_DOCUMENT SEGMENT_

= = =

The architecture is set up with a bridge which connects to these perihperals through a
gasket. An individual gasket is needed for each core. In summary, the design
methodology allows for the selection of a strategic synthesizable core connection to a
unified perhiperal bus. This capability enables a wide offering of off-the-shelf proven
technology for rapid system integration.
The introduction of the IP Bus standard also makes available peripheral device drivers
which have been debugged. This permits designers to rapidly model systems with
existing software so that hardware and software tradeoffs may be studied.

Once a system is defined at an architectural level, the hardware/software co-design
begins. Software design teams will need a simulation environment for writing drivers and
interfaces to kernals. Hardware designers will need software to facilitate subsystem


verification as well as functionality at the product level. The ideal situation is to provide
a full software simulation environment which permits source level debugging with
familiar tools and complete HDL simulation prior to prototyping or silicon spins. This
requires tools which permit multiple simulator engines to run simultaneously and pass
synchronization and data messages to each other.

= = =

_WORK TASK_
Write the next part of the passage on IP Bus system design, starting after its final sentence. The records are separate material and not part of the text.

Dataset items

= = =

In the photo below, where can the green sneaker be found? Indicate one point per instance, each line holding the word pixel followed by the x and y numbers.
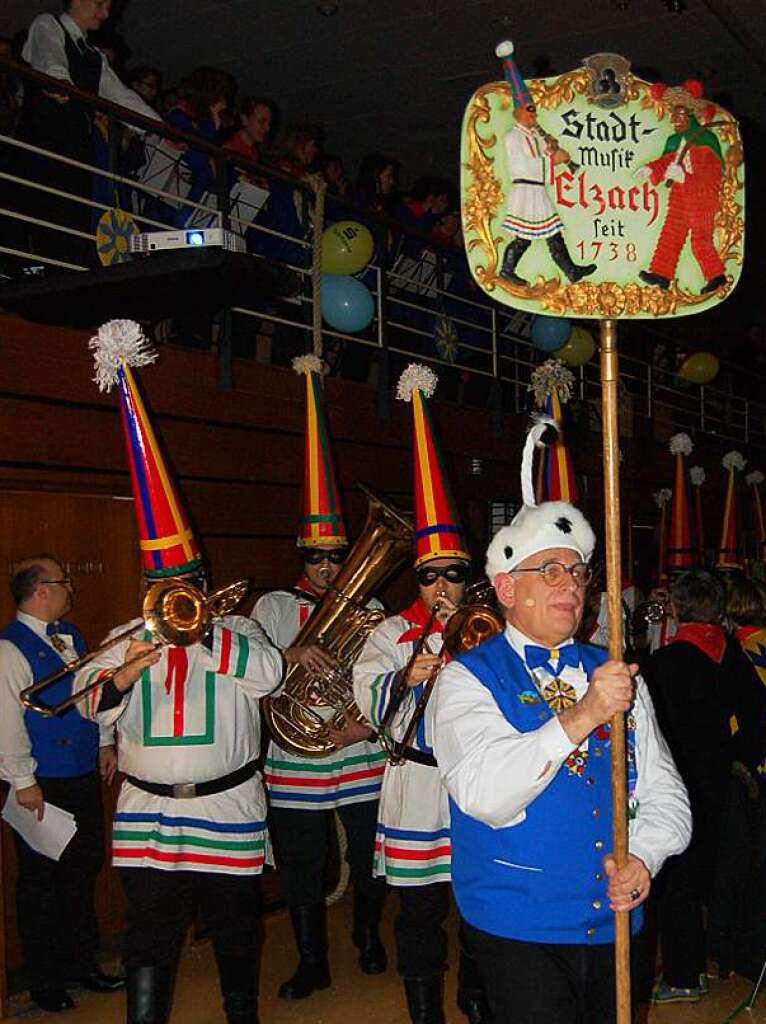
pixel 669 993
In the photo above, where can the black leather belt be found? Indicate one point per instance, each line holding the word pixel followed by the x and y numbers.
pixel 184 791
pixel 411 754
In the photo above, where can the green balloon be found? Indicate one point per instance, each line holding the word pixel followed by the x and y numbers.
pixel 579 349
pixel 699 368
pixel 346 248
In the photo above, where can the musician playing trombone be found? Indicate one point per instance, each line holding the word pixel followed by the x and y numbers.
pixel 413 849
pixel 189 826
pixel 55 760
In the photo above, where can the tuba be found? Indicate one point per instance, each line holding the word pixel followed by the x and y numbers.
pixel 340 624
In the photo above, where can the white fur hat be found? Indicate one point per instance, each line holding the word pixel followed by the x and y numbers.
pixel 537 527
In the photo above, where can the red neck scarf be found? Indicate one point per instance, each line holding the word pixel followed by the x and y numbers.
pixel 708 637
pixel 418 614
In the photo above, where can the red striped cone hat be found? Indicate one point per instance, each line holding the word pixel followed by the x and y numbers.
pixel 728 549
pixel 680 550
pixel 537 527
pixel 167 544
pixel 322 523
pixel 755 479
pixel 662 498
pixel 696 475
pixel 513 76
pixel 437 529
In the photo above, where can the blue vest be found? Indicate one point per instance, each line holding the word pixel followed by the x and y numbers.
pixel 541 880
pixel 68 744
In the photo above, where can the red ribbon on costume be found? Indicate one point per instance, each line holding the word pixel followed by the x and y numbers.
pixel 707 637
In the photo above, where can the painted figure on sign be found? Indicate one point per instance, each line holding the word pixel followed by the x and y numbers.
pixel 530 157
pixel 691 165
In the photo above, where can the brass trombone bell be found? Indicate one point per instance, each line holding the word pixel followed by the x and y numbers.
pixel 175 612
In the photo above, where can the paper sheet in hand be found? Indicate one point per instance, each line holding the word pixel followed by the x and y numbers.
pixel 49 837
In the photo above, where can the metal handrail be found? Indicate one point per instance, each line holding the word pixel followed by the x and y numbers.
pixel 508 357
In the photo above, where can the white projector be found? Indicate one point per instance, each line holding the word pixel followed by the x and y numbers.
pixel 150 242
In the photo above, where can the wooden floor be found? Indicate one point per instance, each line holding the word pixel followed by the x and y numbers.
pixel 353 997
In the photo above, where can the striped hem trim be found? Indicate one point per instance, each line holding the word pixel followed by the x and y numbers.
pixel 323 798
pixel 335 782
pixel 185 822
pixel 149 853
pixel 313 766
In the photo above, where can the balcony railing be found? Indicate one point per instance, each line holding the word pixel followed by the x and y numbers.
pixel 420 287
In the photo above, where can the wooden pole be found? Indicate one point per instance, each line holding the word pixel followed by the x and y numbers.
pixel 609 372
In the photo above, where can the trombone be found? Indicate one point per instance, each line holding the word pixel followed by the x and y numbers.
pixel 175 612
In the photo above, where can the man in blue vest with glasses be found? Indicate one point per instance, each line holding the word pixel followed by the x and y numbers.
pixel 53 760
pixel 521 736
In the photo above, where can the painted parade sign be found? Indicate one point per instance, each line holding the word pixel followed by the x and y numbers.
pixel 598 195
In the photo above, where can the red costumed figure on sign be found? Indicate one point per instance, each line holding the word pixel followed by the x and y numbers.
pixel 692 166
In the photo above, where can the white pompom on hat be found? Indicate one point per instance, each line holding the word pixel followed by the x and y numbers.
pixel 538 527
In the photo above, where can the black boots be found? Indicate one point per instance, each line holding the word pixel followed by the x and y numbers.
pixel 367 910
pixel 513 253
pixel 424 999
pixel 471 996
pixel 239 977
pixel 560 256
pixel 150 991
pixel 310 936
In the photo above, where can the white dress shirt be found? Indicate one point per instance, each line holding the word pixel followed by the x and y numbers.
pixel 494 772
pixel 45 50
pixel 16 764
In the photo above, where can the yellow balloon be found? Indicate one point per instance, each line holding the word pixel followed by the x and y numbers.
pixel 346 248
pixel 579 349
pixel 699 368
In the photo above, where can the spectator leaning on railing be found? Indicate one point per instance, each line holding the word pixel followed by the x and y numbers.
pixel 58 46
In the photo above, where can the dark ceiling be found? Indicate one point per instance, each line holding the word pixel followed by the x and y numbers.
pixel 395 75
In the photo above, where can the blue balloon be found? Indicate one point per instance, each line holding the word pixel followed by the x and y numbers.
pixel 346 303
pixel 550 333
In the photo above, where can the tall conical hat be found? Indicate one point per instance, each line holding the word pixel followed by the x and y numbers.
pixel 696 475
pixel 167 543
pixel 662 498
pixel 680 550
pixel 755 479
pixel 437 529
pixel 322 523
pixel 537 527
pixel 513 76
pixel 728 549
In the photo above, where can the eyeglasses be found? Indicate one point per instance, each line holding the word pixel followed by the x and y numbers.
pixel 553 572
pixel 315 556
pixel 457 572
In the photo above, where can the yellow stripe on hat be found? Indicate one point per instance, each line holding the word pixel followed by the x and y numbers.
pixel 425 465
pixel 175 513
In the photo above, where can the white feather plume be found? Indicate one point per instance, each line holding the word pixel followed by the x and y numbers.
pixel 539 427
pixel 118 344
pixel 308 364
pixel 662 497
pixel 733 460
pixel 681 444
pixel 551 376
pixel 416 377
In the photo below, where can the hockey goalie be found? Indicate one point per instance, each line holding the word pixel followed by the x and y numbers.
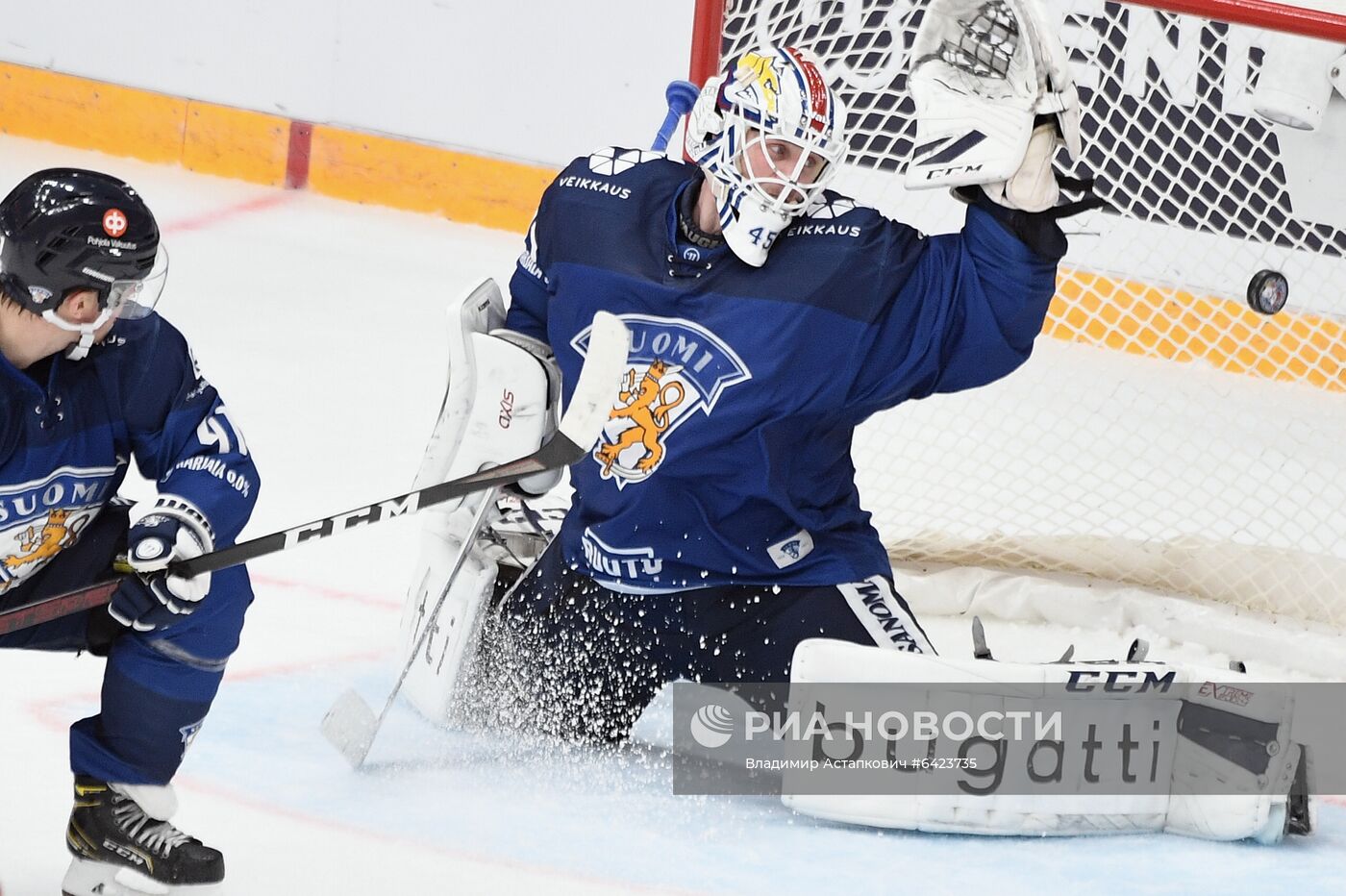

= = =

_RESPONSE TO THIS EXERCISE_
Summit Design Inc. makes this powerful capability available through their Virtual-CPUTM
(V-CPU) product. This powerful system permits software programs running on a Software
Development Systems (SDS) SingleStepTM instruction simulator to execute programs and
communicate with a bus functional model in the verilog RTL simulation environment.
This permits developers to examine registers and memory easily during simulation runs.
At the same time, developers are able to bring up waveform windows to examine bus
interaction with peripheral circuits. Validation of circuits becomes easier since software
programs can precondition specific test cases easier than generating unique test
benches. Figure 7 illustrates a dual simulator environment where two debuggers
interact with different graphical user interfaces to provide visibility to both the software
functions in C and/or assembly language as well as the hardware components written
in verilog.

This tool provides an excellant functional verification or behavioral analysis platform.
The software simulator performs 1-2 million instructions per second when executing out
of designated internal memory. Once hardware/software tradeoffs have been
performed the next logical step is to produce a hardware prototype.
A key goal in the design phase will be to try to reuse as much of the verification suites
created during RTL definition as illustrated in Figure 8. This requires a verification plan
which reuses the verilog test bench at gate level and post place and route simulations if
a prototype is being synthesized into an FPGA.
A series of pin monitors for MLB activity as well as peripheral pin activity are being
offered as part of the M210S development environment. These monitors reside in a
verilog test bench and generate output files of pin activity as well as software history.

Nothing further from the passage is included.